• _WRITTEN INSTRUCTION_
Copy all of the material word for word, except for the pictures.

• _SUPPLIED ENTRIES_
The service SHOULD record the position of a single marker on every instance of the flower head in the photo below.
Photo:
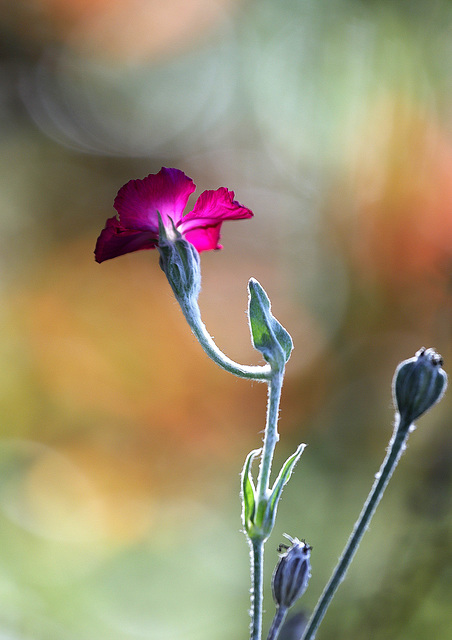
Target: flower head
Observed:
(139, 203)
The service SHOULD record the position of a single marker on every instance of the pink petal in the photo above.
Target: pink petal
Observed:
(212, 208)
(115, 241)
(138, 201)
(204, 239)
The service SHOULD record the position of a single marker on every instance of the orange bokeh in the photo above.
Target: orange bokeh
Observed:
(401, 225)
(130, 30)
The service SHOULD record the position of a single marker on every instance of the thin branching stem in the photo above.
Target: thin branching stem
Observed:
(278, 621)
(193, 316)
(395, 450)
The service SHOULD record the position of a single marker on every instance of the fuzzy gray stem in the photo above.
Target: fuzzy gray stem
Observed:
(395, 450)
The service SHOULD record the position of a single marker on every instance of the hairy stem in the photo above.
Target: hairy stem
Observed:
(193, 316)
(277, 623)
(395, 450)
(257, 595)
(271, 436)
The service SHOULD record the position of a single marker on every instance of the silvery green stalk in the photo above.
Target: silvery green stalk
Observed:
(418, 384)
(180, 262)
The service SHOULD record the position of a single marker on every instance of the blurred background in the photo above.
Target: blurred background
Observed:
(120, 442)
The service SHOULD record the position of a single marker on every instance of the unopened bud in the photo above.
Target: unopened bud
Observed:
(418, 384)
(292, 573)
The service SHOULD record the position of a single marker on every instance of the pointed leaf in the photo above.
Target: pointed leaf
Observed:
(281, 481)
(268, 335)
(248, 491)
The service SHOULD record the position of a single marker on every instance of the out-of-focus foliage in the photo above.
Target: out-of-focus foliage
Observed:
(120, 443)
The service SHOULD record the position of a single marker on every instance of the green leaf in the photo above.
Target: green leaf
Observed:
(268, 335)
(280, 482)
(248, 492)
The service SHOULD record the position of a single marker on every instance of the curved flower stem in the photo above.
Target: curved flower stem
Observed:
(395, 450)
(193, 316)
(277, 623)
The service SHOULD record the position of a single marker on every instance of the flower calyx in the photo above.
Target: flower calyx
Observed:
(179, 260)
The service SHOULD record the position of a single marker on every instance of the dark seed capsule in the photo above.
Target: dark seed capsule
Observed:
(418, 384)
(292, 573)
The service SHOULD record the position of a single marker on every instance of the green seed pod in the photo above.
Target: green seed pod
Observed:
(292, 573)
(418, 384)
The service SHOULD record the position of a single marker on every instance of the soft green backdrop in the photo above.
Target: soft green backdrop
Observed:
(120, 443)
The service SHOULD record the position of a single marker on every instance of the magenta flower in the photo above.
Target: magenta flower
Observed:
(139, 202)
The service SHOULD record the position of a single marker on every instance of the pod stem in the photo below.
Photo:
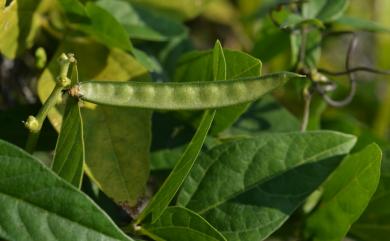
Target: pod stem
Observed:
(34, 123)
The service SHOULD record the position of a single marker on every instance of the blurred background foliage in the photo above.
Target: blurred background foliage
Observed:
(161, 32)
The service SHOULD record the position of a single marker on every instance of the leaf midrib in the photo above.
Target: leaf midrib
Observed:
(235, 194)
(28, 204)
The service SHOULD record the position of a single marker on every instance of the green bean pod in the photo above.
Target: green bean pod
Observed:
(179, 96)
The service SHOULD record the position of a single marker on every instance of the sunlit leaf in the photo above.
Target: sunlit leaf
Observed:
(355, 179)
(36, 204)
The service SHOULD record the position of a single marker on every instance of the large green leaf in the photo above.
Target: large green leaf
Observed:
(248, 188)
(197, 66)
(117, 140)
(169, 188)
(96, 21)
(325, 10)
(70, 152)
(346, 194)
(17, 27)
(164, 196)
(36, 204)
(118, 162)
(141, 22)
(374, 224)
(181, 224)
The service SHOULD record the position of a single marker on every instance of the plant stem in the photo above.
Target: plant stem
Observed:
(306, 111)
(34, 124)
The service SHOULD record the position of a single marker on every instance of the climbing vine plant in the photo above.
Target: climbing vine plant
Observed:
(193, 120)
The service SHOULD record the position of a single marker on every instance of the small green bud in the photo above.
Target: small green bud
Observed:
(63, 58)
(63, 81)
(32, 124)
(40, 58)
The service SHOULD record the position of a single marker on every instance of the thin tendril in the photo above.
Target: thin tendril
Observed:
(355, 69)
(352, 81)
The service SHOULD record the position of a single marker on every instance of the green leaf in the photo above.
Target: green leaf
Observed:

• _OUTPUT_
The service SHOULD record the position of a single marker on every instance of the flower head in the photo below.
Photo:
Target: flower head
Observed:
(139, 203)
The service SHOULD record the position of a single marker on every instance of the pink petal in the photo above.
Target: pink petal
Observed:
(212, 208)
(115, 241)
(138, 201)
(204, 239)
The service SHOULD record the position of a single marker on every instance of the orange bokeh in the photo above.
Target: orange bokeh
Observed:
(401, 225)
(130, 30)
The service SHOULD record the position of a single marker on every instance of the thin branching stem in the photo above.
Target: thin branching stem
Observed:
(278, 621)
(193, 316)
(395, 450)
The service SHOULD record the position of a single marker on every instance of the fuzzy gray stem in the photo above.
Target: fuzzy gray stem
Observed:
(395, 450)
The service SHOULD record the position of a single marker on every instance of the hairy stem in the photo above.
Target: hairy stem
Observed:
(193, 316)
(277, 623)
(395, 450)
(257, 595)
(271, 436)
The service SHOULD record the position of a single marker on every instance of the silvery green stalk in the photo above.
Target: silvery green stalk
Observed:
(418, 384)
(180, 262)
The service SHOULD record the position of a single marker on every instance of the blurred background in the photo above.
Target: blurred background
Observed:
(120, 442)
The service SHOULD record the position of a single marker on every instance of the unopened bud in the photo above.
Target: unopened bud
Observed:
(418, 384)
(292, 573)
The service SHOULD record the position of a single marker on every instance of the pointed leaf in the photo above.
Target: pointed leaf
Observed:
(281, 481)
(268, 335)
(248, 491)
The service SHOULD record the position of a single marker on every instance of the out-of-focus foliage in the photo above.
Target: out-of-focus foliage
Observed:
(120, 443)
The service SHOULD record the position of a single marker on every instance of the green leaf in the photo above.
Target: green leaf
Observed:
(268, 335)
(280, 482)
(248, 492)
The service SHOULD record the position of a single marker on every instance of the curved flower stem in the photo above.
Target: curved flower stem
Observed:
(395, 450)
(193, 316)
(277, 623)
The service SHOULD record the position of a single marker on every instance of the flower calyx in the photo above.
Target: flower calyx
Observed:
(179, 260)
The service SHOULD record the position of a single marker on every instance of the dark seed capsule in the photo above.
Target: dark seed capsule
Observed:
(418, 384)
(292, 573)
The service SHOULD record the position of a single marker on every instance of the green seed pod in the photo above.
Target: green seed pod
Observed:
(292, 573)
(418, 384)
The service SHOULD record the position of a single marker on every instance of the soft green backdrop in the photo above.
Target: soft green backdrop
Observed:
(120, 443)
The service SHOULD record the position of a single marker on every instance of the magenta flower in the photo above.
Target: magenta flower
Observed:
(139, 202)
The service SHOULD record the position of a single marker on every instance of the pod stem in the photo below.
Photo:
Target: pod stem
Observed:
(34, 123)
The service SHOULD record the position of a single marker on every instance of the blurred background foliage in the photo above.
Target: blurred background foliage
Observed:
(161, 32)
The service SHOULD record the position of a single marker on every instance of the leaf midrib in the photo above.
Target: leaf midrib
Observed:
(235, 194)
(28, 204)
The service SHOULD record the position of a single marker on every instance of the green bean pod in the photo above.
Target: green bean pod
Observed:
(179, 96)
The service SHOULD record the position of a single marker on every instance of the sunlit leaf in the photo above.
Target: sunlit leaf
Observed:
(355, 179)
(36, 204)
The service SHOULD record the position of a single marker on every instance of the large green leaf in the photo above.
Target: large green leaf
Observed:
(248, 188)
(197, 66)
(117, 140)
(169, 188)
(96, 21)
(325, 10)
(70, 152)
(346, 194)
(17, 27)
(164, 196)
(36, 204)
(118, 162)
(141, 22)
(374, 224)
(181, 224)
The service SHOULD record the position of a single marker on every instance of the plant stem in the photo above.
Target: plant stem
Observed:
(306, 111)
(34, 124)
The service SHOULD record the position of a single marker on every instance of the climbing vine plant in the photo above.
Target: climbing vine plant
Observed:
(193, 120)
The service SHOULD record the position of a single marker on every instance of the small green bud in the photo above.
Target: small green bud
Observed:
(63, 58)
(63, 81)
(32, 124)
(40, 58)
The service SHOULD record the position of a single marker on every instance of the thin tendril in the photo above.
Target: thin tendril
Observed:
(355, 69)
(352, 81)
The service SHOULD record the position of a single marker on every instance of the green leaf in the photo above.
Target: green leaf
Observed:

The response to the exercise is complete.